#### Stated goal:
Which of the lines below contain the string "xmax"? Locate each one and copy it in full.
--- start Stored data ---
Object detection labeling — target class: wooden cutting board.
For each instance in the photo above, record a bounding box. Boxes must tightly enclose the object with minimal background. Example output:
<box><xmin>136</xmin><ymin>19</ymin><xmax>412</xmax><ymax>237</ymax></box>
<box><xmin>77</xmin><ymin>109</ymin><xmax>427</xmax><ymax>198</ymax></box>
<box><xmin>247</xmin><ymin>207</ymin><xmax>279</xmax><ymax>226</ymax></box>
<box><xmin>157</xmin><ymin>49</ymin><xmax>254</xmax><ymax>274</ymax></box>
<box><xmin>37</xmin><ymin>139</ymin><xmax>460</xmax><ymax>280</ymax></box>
--- end Stored data ---
--- start Stored data ---
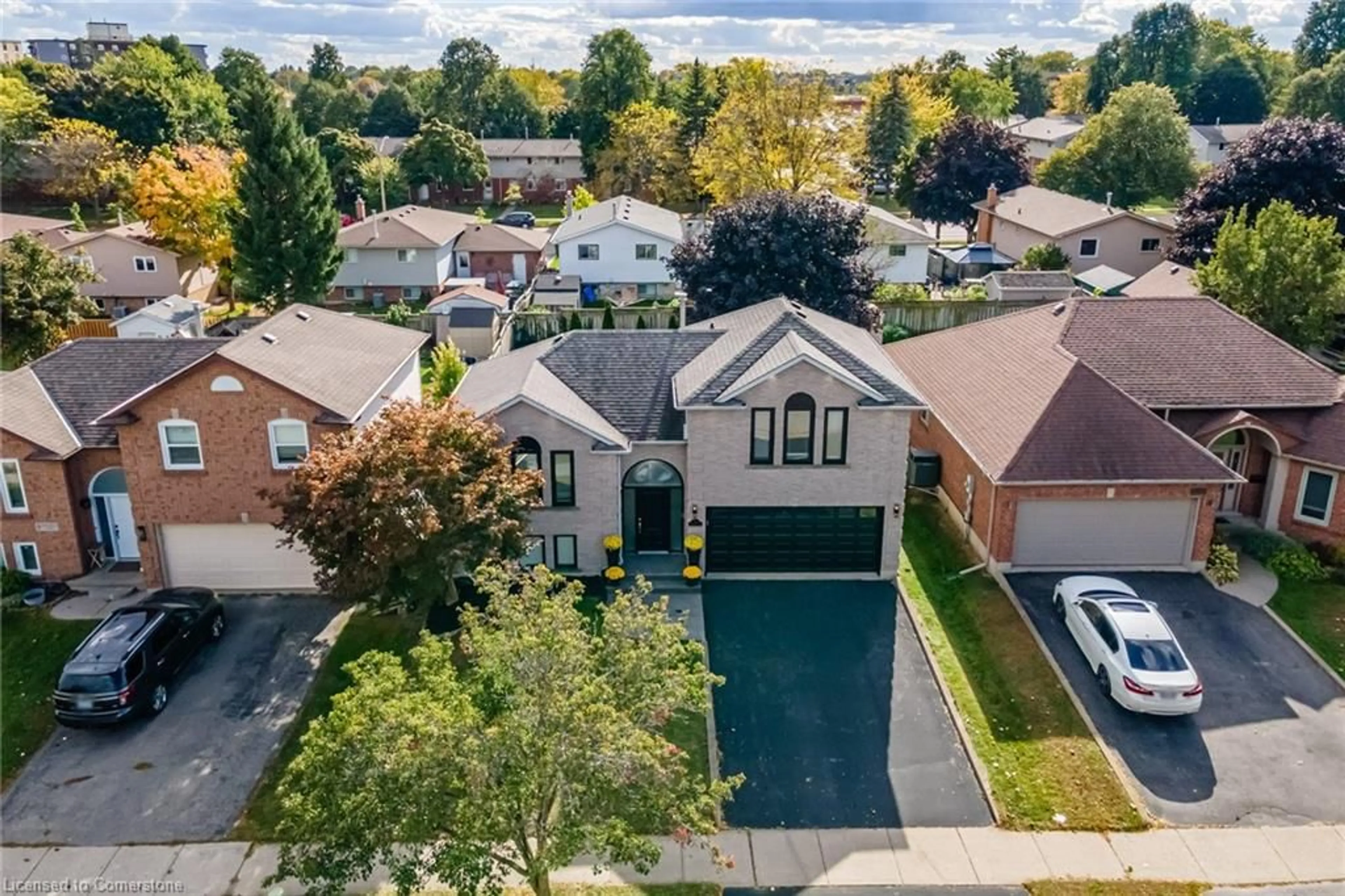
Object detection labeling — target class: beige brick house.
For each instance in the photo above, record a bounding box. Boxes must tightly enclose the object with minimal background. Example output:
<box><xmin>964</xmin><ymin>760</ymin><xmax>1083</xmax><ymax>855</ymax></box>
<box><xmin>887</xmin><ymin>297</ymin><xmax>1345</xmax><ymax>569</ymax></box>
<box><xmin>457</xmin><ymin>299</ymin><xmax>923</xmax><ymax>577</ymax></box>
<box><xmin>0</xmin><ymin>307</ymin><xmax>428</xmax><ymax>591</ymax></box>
--- end Stored data ---
#### Output of the exercise:
<box><xmin>136</xmin><ymin>19</ymin><xmax>412</xmax><ymax>237</ymax></box>
<box><xmin>77</xmin><ymin>109</ymin><xmax>427</xmax><ymax>198</ymax></box>
<box><xmin>247</xmin><ymin>207</ymin><xmax>279</xmax><ymax>226</ymax></box>
<box><xmin>157</xmin><ymin>49</ymin><xmax>254</xmax><ymax>274</ymax></box>
<box><xmin>37</xmin><ymin>139</ymin><xmax>460</xmax><ymax>280</ymax></box>
<box><xmin>964</xmin><ymin>760</ymin><xmax>1083</xmax><ymax>855</ymax></box>
<box><xmin>887</xmin><ymin>297</ymin><xmax>1345</xmax><ymax>569</ymax></box>
<box><xmin>457</xmin><ymin>299</ymin><xmax>923</xmax><ymax>577</ymax></box>
<box><xmin>0</xmin><ymin>307</ymin><xmax>428</xmax><ymax>591</ymax></box>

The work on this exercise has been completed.